*Exercise*
Starting from the line containing "Could you please identify the crenellated", write out the rest of the entries exactly, through the final line, including nothing else.

- - -

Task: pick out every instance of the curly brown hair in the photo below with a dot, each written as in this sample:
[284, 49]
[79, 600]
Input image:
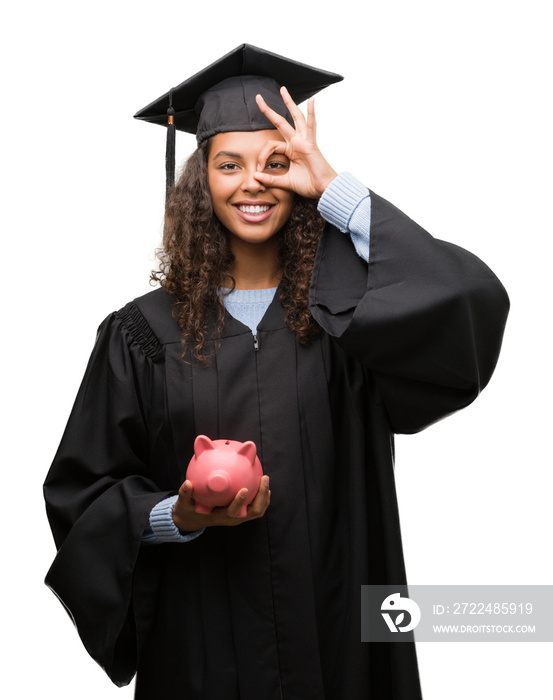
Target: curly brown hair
[195, 261]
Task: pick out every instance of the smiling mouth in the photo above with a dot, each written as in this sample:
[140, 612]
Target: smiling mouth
[253, 209]
[254, 213]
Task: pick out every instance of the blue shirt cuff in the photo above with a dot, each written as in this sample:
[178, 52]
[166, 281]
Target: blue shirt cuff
[162, 527]
[346, 203]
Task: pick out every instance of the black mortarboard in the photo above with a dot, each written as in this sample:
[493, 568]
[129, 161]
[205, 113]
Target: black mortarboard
[221, 97]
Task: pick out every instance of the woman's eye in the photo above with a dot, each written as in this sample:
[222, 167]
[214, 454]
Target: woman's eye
[276, 165]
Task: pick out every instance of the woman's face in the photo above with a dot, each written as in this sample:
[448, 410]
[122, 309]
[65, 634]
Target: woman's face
[247, 209]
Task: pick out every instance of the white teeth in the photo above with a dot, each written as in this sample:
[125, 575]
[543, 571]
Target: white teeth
[249, 209]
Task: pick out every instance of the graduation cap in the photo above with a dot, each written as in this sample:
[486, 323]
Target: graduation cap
[221, 97]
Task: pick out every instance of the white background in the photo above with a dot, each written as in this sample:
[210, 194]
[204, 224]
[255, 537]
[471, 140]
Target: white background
[445, 111]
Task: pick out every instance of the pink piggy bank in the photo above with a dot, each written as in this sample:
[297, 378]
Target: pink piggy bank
[219, 469]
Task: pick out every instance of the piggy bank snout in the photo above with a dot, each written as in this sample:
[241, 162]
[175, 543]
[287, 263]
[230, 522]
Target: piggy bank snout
[218, 481]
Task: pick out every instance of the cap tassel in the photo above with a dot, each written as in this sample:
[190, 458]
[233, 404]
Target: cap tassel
[170, 151]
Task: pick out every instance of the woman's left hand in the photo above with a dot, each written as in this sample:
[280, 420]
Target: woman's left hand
[309, 173]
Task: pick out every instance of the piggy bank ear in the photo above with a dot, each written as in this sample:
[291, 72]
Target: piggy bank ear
[249, 450]
[201, 444]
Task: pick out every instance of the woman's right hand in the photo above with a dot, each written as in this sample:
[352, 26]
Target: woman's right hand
[187, 520]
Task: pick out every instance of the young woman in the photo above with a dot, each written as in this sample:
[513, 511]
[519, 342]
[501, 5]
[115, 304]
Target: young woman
[317, 341]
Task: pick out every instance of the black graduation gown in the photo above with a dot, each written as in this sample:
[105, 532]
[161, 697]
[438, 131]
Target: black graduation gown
[271, 608]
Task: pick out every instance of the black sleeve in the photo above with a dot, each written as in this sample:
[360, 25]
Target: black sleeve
[99, 494]
[425, 316]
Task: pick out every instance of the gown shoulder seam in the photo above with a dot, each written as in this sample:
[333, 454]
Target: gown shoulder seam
[136, 324]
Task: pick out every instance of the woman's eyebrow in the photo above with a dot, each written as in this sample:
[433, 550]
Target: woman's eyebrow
[229, 154]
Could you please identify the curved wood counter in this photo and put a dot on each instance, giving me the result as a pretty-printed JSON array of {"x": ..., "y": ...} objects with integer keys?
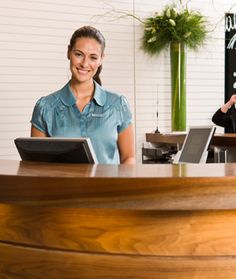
[{"x": 108, "y": 221}]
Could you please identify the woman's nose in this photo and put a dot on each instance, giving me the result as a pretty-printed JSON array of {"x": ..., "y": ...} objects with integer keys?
[{"x": 85, "y": 62}]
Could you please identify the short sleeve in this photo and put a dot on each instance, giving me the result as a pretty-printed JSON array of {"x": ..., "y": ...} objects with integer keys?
[
  {"x": 125, "y": 114},
  {"x": 38, "y": 117}
]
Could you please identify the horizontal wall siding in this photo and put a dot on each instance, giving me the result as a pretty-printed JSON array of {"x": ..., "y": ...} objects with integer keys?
[{"x": 33, "y": 42}]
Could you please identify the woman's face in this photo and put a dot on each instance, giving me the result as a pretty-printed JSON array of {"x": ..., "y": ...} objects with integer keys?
[{"x": 85, "y": 58}]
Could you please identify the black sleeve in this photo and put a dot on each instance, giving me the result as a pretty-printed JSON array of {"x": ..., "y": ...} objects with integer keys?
[{"x": 223, "y": 119}]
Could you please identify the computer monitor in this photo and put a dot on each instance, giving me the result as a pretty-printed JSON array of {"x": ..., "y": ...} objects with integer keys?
[
  {"x": 195, "y": 146},
  {"x": 62, "y": 150}
]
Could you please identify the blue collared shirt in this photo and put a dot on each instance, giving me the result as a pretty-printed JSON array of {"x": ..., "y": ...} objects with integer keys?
[{"x": 103, "y": 118}]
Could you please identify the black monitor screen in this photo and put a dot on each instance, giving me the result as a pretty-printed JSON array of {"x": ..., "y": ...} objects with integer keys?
[
  {"x": 64, "y": 150},
  {"x": 196, "y": 143}
]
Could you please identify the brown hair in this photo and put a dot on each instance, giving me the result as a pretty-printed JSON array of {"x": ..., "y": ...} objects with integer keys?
[{"x": 89, "y": 32}]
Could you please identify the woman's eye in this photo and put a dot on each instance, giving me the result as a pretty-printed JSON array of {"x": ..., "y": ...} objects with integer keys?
[{"x": 78, "y": 54}]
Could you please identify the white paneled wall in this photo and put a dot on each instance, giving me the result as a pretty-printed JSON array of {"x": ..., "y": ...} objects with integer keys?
[{"x": 34, "y": 35}]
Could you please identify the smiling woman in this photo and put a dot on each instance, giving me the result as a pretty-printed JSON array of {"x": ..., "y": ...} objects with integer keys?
[{"x": 83, "y": 108}]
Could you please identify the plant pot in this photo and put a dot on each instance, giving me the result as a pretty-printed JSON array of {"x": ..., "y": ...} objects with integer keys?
[{"x": 178, "y": 86}]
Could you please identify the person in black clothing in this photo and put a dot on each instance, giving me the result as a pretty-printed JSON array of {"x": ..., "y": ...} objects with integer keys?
[{"x": 226, "y": 116}]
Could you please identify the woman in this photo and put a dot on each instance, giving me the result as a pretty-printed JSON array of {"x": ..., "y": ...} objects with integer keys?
[
  {"x": 83, "y": 108},
  {"x": 226, "y": 116}
]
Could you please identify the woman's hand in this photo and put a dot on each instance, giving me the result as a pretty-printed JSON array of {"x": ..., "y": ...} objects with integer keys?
[{"x": 229, "y": 104}]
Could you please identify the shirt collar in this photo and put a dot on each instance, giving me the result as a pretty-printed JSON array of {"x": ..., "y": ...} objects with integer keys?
[
  {"x": 68, "y": 98},
  {"x": 99, "y": 95}
]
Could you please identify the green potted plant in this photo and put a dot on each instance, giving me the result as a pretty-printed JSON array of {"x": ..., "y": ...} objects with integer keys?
[{"x": 176, "y": 28}]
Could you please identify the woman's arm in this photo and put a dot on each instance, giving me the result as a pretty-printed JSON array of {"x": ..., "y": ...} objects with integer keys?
[
  {"x": 126, "y": 145},
  {"x": 36, "y": 133}
]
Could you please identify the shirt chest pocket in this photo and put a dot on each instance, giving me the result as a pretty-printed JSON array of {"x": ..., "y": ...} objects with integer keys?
[{"x": 101, "y": 120}]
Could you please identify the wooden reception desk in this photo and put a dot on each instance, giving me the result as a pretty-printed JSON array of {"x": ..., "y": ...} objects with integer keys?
[
  {"x": 104, "y": 221},
  {"x": 227, "y": 140}
]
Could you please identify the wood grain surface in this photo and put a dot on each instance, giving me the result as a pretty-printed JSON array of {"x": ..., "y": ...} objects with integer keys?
[{"x": 87, "y": 221}]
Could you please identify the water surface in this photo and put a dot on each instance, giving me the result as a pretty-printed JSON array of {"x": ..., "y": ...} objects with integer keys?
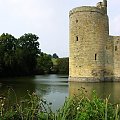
[{"x": 55, "y": 88}]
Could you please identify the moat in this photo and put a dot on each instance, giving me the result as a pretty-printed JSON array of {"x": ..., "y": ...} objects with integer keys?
[{"x": 55, "y": 88}]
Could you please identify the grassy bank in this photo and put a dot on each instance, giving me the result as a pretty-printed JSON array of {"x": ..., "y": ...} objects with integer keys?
[{"x": 78, "y": 107}]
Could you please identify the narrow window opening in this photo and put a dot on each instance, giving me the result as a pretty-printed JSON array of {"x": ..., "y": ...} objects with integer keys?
[
  {"x": 115, "y": 48},
  {"x": 95, "y": 56},
  {"x": 76, "y": 38}
]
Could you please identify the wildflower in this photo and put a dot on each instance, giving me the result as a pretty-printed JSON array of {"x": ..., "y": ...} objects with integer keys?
[
  {"x": 78, "y": 108},
  {"x": 2, "y": 104}
]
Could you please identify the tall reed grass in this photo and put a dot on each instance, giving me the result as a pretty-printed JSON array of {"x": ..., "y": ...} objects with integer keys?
[{"x": 78, "y": 107}]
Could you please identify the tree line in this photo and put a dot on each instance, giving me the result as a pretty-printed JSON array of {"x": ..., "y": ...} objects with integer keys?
[{"x": 23, "y": 56}]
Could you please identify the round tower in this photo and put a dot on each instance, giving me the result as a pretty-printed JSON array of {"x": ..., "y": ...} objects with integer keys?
[{"x": 89, "y": 31}]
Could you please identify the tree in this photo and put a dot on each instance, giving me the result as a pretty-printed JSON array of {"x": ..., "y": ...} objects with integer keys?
[
  {"x": 7, "y": 53},
  {"x": 27, "y": 52}
]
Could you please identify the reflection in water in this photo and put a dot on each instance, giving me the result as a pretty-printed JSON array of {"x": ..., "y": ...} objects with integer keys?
[
  {"x": 103, "y": 90},
  {"x": 53, "y": 88}
]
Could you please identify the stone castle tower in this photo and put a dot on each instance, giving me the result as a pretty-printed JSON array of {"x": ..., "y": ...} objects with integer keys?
[{"x": 94, "y": 54}]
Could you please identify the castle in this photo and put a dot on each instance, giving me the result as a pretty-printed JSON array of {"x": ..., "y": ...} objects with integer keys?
[{"x": 94, "y": 54}]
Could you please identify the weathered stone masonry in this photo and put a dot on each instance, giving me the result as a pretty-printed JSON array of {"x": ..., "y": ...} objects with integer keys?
[{"x": 94, "y": 54}]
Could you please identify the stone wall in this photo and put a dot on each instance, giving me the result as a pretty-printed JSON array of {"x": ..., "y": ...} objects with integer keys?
[
  {"x": 89, "y": 32},
  {"x": 116, "y": 48}
]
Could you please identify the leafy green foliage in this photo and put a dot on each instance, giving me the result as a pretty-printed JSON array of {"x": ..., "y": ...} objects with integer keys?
[
  {"x": 78, "y": 107},
  {"x": 82, "y": 108},
  {"x": 18, "y": 56}
]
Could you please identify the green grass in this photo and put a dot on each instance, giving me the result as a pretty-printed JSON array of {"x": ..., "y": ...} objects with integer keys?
[{"x": 78, "y": 107}]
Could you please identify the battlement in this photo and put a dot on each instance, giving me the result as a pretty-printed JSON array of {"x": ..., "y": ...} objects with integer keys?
[{"x": 86, "y": 9}]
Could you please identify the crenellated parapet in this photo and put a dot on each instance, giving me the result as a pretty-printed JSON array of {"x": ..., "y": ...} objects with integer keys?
[{"x": 86, "y": 9}]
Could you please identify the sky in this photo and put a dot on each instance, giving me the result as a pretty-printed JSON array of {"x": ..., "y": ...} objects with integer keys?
[{"x": 49, "y": 20}]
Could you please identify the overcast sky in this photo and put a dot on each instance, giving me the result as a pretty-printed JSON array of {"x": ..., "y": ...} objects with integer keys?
[{"x": 49, "y": 19}]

- - -

*Finished answer*
Could you please identify the crenellated parapet in this photo and put a dot on each instance, giving me the result as a pretty-printed JSON array of {"x": ..., "y": ...} objects with integer keys?
[{"x": 86, "y": 9}]
Could you please identify the sky in this photo and put a dot on each instance, giving me the result as a pretty-printed JSON array of {"x": ..., "y": ...} objects with integer keys?
[{"x": 49, "y": 20}]
Could you please identify the overcast sky in this photo and put a dot on each instance, giving me the result as a pretty-printed JSON array of {"x": ..., "y": ...} objects with integer keys?
[{"x": 49, "y": 19}]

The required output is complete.